Un prolijo
desorden
E. Claudio Steffani
Cuantas
cosas que esconden los espacios que uno habita, con la permanencia de la cuarentena
salen a la luz y recuperan el brillo que el olvido y el tiempo trascurrido les
quito, y me doy cuenta que estuve mucho tiempo de paso en mi
propio lugar.
Faltan
sillas, sobran papeles, libros y compac disc, mientras desde mi biblioteca la
rèplica del mascaròn de proa que traje de Isla Negra, me apunta con sus tetas
entre cuatro botellas de vino vacìas, firmadas por los enólogos de sus propias
bodegas, junto al trébol de metal que compre en la Alhambra.
En
los interiores hay fantasmas propios y objetos que uno elude, por la carga
emotiva, pero ambos están acà conmigo, compartiendo y aceptando este demorado
encuentro.

******

■ Problema breve 1 ■
¿En qué lugar se compró el trébol de metal que se menciona en la fuente?
■ Problema breve 2 ■
Copie del listado las líneas tal como aparecen, comenzando por la que contiene "Put a point on every instance of the rocky" y continuando hasta la que contiene "[(567, 240)]", ambas incluidas.

******

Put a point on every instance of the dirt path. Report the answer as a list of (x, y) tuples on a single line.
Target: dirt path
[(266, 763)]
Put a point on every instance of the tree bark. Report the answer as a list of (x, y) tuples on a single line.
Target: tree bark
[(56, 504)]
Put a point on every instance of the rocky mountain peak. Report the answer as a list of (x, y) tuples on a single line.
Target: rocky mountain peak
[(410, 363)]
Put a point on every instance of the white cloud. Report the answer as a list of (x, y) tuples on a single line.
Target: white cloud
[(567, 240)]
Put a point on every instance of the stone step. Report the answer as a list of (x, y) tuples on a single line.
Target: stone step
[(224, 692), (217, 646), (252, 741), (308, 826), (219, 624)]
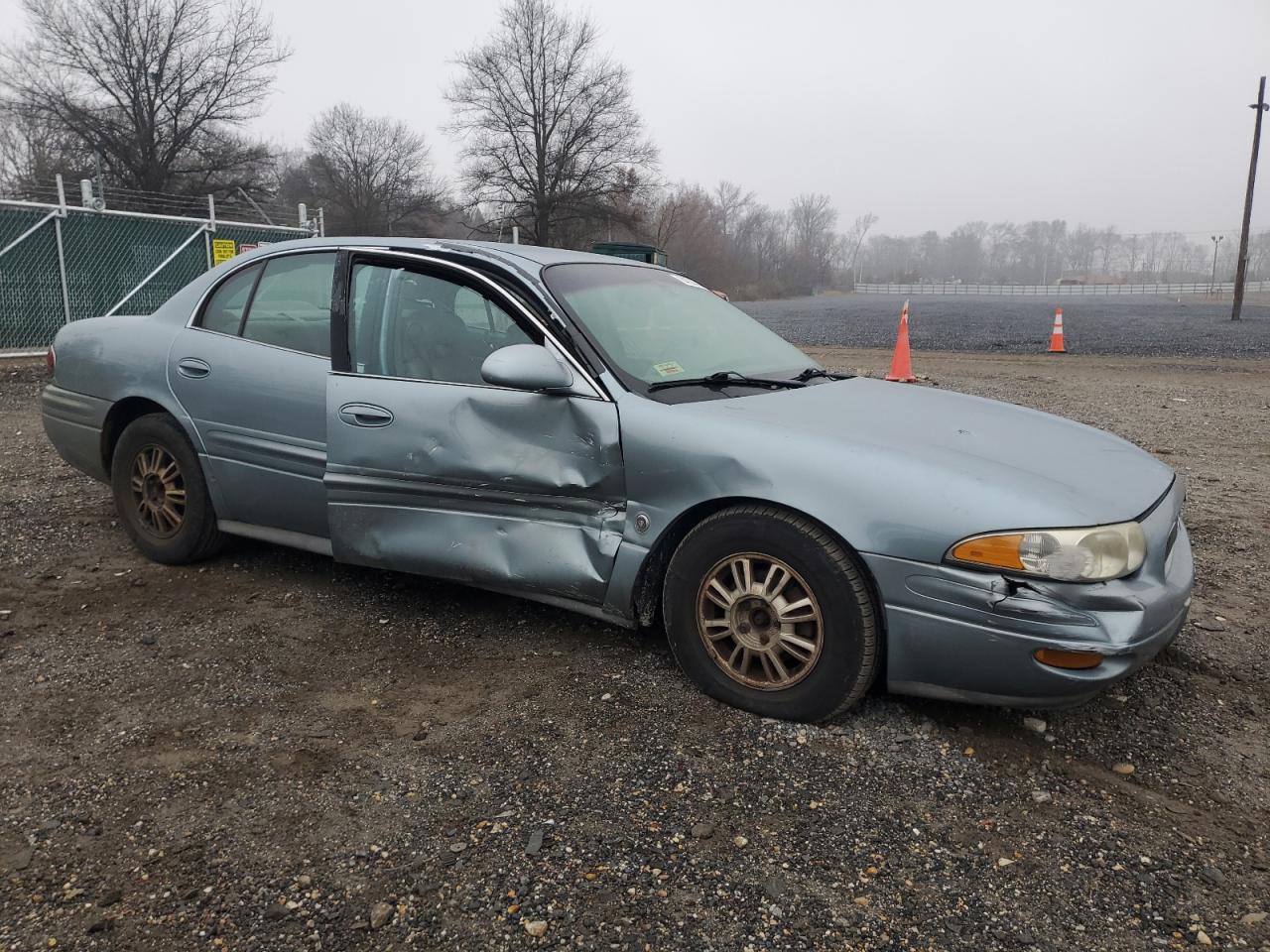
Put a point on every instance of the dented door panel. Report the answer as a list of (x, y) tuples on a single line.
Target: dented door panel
[(499, 488)]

******

■ Respuesta 1 ■
En la Alhambra.

■ Respuesta 2 ■
Put a point on every instance of the rocky mountain peak. Report the answer as a list of (x, y) tuples on a single line.
Target: rocky mountain peak
[(410, 363)]
Put a point on every instance of the white cloud. Report the answer as a list of (x, y) tuples on a single line.
Target: white cloud
[(567, 240)]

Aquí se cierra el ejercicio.